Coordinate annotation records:

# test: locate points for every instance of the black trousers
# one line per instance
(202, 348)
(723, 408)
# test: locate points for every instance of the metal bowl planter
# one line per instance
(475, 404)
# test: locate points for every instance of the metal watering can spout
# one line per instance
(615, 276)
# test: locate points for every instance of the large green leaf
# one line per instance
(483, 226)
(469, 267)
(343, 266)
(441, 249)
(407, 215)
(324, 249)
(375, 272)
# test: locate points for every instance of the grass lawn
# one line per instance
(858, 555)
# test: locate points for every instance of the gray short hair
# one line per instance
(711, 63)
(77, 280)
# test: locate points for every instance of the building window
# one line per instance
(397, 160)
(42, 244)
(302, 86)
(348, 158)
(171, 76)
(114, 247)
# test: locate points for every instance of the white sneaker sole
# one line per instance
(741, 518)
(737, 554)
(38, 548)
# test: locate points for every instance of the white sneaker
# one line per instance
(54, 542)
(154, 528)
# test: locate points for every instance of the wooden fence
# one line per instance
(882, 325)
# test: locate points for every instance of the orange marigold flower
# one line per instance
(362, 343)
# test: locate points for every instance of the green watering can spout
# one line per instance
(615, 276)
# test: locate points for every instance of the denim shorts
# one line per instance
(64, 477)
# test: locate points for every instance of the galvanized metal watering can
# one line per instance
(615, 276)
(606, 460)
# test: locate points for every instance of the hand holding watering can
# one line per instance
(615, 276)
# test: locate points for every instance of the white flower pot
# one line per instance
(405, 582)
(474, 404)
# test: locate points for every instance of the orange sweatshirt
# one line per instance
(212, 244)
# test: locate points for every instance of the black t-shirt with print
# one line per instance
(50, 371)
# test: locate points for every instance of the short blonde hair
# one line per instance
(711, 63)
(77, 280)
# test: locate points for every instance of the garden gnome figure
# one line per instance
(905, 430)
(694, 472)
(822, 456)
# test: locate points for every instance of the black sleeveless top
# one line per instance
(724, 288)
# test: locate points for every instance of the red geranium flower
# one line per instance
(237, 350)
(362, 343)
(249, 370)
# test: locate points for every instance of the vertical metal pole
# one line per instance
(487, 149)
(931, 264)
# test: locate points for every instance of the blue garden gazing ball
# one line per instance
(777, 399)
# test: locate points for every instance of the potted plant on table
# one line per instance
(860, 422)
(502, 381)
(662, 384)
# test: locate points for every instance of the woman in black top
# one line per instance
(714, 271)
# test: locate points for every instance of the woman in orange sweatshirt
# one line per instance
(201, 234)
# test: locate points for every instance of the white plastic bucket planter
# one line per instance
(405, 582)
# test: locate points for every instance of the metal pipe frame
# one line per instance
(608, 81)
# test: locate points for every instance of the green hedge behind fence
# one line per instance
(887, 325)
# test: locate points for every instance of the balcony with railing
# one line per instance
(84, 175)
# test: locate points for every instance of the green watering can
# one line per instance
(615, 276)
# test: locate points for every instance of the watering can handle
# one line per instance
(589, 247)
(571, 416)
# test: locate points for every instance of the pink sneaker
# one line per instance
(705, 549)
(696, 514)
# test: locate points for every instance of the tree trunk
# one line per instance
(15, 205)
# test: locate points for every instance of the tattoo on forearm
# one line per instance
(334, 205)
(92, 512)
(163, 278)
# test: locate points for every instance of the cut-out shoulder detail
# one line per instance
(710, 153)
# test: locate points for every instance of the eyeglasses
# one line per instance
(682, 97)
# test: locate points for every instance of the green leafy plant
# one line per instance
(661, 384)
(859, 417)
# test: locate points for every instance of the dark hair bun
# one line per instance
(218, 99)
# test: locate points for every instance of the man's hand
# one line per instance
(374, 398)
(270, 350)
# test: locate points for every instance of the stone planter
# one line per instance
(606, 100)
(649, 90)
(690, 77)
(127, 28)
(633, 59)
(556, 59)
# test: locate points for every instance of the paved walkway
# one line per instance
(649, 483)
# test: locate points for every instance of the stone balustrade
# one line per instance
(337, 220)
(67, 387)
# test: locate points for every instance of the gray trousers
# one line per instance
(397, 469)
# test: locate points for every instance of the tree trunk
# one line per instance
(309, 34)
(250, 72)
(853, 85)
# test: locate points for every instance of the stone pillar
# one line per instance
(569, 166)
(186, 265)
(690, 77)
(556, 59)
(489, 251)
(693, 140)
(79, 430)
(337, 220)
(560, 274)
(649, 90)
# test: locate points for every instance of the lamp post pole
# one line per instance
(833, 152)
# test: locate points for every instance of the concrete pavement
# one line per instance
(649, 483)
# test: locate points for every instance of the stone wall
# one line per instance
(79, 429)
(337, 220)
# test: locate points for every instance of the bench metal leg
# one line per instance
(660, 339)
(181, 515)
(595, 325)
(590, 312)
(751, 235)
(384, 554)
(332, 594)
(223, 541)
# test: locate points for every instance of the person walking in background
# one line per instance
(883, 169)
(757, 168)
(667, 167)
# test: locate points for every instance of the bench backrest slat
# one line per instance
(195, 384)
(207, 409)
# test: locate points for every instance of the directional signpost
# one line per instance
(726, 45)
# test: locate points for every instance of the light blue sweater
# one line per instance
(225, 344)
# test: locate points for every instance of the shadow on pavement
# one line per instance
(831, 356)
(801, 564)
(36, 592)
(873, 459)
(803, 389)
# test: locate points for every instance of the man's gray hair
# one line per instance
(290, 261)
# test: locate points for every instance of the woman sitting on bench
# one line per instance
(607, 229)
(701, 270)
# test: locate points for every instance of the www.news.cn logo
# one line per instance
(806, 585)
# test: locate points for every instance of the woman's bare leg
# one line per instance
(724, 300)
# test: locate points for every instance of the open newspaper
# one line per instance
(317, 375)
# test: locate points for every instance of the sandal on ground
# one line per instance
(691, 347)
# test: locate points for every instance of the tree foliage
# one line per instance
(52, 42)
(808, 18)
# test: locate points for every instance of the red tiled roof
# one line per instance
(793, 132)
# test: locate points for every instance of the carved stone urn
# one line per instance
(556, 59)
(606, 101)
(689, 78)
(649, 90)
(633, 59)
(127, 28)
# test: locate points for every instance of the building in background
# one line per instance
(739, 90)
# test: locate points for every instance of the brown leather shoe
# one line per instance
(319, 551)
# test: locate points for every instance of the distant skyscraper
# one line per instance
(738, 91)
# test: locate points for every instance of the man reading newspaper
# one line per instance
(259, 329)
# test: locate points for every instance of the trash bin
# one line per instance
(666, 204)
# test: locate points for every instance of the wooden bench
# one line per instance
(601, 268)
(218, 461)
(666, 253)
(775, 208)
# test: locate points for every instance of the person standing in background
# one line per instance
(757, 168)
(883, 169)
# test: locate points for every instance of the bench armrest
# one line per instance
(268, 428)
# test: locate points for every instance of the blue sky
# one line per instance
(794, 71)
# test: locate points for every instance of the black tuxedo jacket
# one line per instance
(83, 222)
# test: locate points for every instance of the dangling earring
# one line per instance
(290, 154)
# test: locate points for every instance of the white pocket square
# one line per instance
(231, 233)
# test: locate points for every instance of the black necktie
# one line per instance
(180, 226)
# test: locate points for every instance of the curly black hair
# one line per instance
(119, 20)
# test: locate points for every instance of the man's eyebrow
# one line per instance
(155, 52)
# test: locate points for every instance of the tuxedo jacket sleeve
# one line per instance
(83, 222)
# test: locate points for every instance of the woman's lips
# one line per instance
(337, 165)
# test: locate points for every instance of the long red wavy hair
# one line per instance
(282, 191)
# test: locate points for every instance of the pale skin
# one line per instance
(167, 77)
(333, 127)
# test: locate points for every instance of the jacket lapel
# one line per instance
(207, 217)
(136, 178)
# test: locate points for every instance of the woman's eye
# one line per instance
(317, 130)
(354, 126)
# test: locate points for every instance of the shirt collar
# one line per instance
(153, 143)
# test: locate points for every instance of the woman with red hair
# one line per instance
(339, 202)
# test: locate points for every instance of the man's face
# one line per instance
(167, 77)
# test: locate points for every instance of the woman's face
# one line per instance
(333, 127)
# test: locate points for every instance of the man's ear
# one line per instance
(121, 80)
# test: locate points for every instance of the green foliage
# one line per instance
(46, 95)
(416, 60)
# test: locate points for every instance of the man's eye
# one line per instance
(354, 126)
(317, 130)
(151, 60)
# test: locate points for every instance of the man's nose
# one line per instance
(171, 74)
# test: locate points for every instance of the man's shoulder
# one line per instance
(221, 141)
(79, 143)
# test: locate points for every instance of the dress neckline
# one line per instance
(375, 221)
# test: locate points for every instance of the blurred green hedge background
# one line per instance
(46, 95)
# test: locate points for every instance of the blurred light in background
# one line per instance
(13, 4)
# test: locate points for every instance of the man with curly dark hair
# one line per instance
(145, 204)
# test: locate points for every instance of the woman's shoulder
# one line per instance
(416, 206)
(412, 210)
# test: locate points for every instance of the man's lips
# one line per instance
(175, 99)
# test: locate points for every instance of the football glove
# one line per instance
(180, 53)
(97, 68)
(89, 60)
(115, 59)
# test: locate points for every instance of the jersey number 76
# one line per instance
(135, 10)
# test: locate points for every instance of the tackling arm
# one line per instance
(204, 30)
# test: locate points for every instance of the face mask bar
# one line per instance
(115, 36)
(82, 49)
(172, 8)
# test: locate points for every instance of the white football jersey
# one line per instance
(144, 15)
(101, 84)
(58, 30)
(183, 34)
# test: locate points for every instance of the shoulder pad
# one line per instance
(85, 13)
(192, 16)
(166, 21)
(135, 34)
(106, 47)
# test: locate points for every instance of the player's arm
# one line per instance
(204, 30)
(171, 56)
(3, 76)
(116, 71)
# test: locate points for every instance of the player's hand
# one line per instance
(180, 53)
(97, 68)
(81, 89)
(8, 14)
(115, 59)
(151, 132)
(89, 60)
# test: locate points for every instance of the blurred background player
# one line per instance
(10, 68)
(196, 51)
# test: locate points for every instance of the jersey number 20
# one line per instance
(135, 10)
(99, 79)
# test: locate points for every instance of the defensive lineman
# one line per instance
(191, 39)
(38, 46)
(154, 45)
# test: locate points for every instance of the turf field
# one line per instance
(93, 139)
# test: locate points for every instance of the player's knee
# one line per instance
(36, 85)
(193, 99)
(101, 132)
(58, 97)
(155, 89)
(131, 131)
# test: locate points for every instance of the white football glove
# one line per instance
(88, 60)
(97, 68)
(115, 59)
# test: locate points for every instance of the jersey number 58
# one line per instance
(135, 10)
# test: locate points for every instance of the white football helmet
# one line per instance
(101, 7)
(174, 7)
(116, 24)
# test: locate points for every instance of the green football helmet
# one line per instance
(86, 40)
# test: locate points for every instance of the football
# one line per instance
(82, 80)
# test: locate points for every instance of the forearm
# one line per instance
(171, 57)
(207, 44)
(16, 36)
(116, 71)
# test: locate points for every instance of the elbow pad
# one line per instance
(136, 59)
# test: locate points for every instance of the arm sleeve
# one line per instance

Short problem> Copy each line exactly, from the line containing "white football helmet" down to the last line of the material, and no other lines.

Response to the exercise>
# test: locate points for every instance of the white football helmet
# one line per instance
(101, 7)
(174, 7)
(116, 24)
# test: locate points for every instance of the green football helmet
# one line per instance
(86, 40)
# test: locate points for every instance of the football
# one line per instance
(82, 80)
# test: locate points for every instance of the forearm
# one line per instance
(171, 57)
(207, 44)
(16, 36)
(116, 71)
# test: locate points for every instance of the elbow pad
# one line per instance
(136, 59)
# test: locate points for every instance of the arm sleeve
# one line per instance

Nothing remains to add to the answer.